# GIVEN RECORDS
+++

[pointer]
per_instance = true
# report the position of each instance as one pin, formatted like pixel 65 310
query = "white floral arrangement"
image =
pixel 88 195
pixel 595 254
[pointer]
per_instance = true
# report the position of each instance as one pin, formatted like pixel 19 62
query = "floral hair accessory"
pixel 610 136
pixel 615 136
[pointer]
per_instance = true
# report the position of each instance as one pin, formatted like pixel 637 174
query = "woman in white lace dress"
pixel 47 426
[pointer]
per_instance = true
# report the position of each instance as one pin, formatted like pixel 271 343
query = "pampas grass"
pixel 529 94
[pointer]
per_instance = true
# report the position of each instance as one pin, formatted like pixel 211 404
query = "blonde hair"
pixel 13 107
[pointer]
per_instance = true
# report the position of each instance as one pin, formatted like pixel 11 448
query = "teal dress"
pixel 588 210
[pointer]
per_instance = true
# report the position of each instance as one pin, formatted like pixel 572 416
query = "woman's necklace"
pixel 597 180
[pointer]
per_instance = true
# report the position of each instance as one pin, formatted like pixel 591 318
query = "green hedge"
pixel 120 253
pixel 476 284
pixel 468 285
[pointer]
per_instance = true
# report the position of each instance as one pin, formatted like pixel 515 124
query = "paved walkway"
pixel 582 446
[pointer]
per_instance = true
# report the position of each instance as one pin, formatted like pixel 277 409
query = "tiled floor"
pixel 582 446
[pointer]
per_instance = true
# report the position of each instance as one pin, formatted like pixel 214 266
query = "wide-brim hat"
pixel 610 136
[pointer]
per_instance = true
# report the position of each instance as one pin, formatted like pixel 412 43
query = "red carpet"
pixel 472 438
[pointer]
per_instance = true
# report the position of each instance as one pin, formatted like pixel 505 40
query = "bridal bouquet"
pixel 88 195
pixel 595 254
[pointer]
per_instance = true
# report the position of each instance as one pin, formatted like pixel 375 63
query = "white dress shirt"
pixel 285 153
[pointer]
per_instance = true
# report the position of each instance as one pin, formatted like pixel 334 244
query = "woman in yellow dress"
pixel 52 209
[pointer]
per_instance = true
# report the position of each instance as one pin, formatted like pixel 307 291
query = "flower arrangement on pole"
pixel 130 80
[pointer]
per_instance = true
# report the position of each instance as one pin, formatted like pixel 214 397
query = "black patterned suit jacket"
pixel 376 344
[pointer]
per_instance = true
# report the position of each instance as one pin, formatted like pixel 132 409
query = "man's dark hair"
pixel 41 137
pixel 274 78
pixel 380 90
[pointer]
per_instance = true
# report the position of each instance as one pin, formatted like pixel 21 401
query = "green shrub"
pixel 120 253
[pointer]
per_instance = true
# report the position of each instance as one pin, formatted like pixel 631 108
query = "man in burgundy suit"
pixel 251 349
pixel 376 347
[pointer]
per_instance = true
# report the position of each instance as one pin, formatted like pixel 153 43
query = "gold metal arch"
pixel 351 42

+++

# TASK DESCRIPTION
The answer is all of the material, repeated exactly.

# ANSWER BOX
[pointer]
per_instance = true
# report the position of each instance as one pin, formatted like pixel 65 310
query = "white floral arrangement"
image =
pixel 88 195
pixel 595 254
[pointer]
per_instance = true
# report the position of each instance as one pin, formatted like pixel 19 62
query = "floral hair accessory"
pixel 610 136
pixel 615 136
[pointer]
per_instance = true
# report the position of each instance as one pin, formatted like pixel 637 174
query = "woman in white lace dress"
pixel 47 426
[pointer]
per_instance = true
# report the position of each instance as one pin, formatted like pixel 271 343
query = "pampas grass"
pixel 529 94
[pointer]
per_instance = true
# report the position of each instance as one pin, formatted like pixel 211 404
query = "blonde hair"
pixel 13 107
[pointer]
per_instance = true
# report the position of each instance as one pin, formatted like pixel 11 448
query = "teal dress"
pixel 588 210
[pointer]
per_instance = true
# report the position of each instance as one pin, formatted like pixel 572 416
query = "woman's necklace"
pixel 597 180
[pointer]
per_instance = true
# report the position of each instance as one pin, formatted like pixel 591 318
query = "green hedge"
pixel 120 253
pixel 476 284
pixel 468 285
[pointer]
per_instance = true
# report the position of each instance as one pin, formatted like pixel 515 124
query = "paved walkway"
pixel 582 446
[pointer]
per_instance = true
# report the position of each instance as one pin, formatted like pixel 277 409
query = "tiled floor"
pixel 582 446
[pointer]
per_instance = true
# report the position of each instance as one pin, formatted like pixel 214 266
query = "wide-brim hat"
pixel 610 136
[pointer]
per_instance = true
# report the position of each instance as one pin, formatted like pixel 412 43
query = "red carpet"
pixel 472 438
[pointer]
per_instance = true
# report the position of each instance as one pin, formatted like pixel 505 40
query = "bridal bouquet"
pixel 88 195
pixel 595 254
[pointer]
per_instance = true
# report the position of each instance as one pin, formatted like pixel 375 63
query = "white dress shirt"
pixel 285 153
[pointer]
per_instance = true
# report the position of each instance as one pin, formatted like pixel 334 244
query = "woman in yellow dress"
pixel 52 209
[pointer]
per_instance = true
# report the position of each instance as one pin, formatted like pixel 307 291
query = "flower arrangement on pole"
pixel 130 80
[pointer]
per_instance = true
# report the position of each instance as one pin, formatted like pixel 214 397
query = "black patterned suit jacket"
pixel 376 344
[pointer]
per_instance = true
# report the position of each instance as one pin, formatted like pixel 132 409
query = "man's dark hair"
pixel 41 137
pixel 274 78
pixel 380 90
[pointer]
per_instance = true
# report the position of each instance as one pin, formatted like pixel 21 401
query = "green shrub"
pixel 120 253
[pointer]
per_instance = true
# report the position of each instance as one pin, formatted like pixel 631 108
query = "man in burgundy suit"
pixel 251 349
pixel 376 347
[pointer]
per_instance = true
# report the position of each instance as one pin, formatted like pixel 153 43
query = "gold metal arch"
pixel 351 42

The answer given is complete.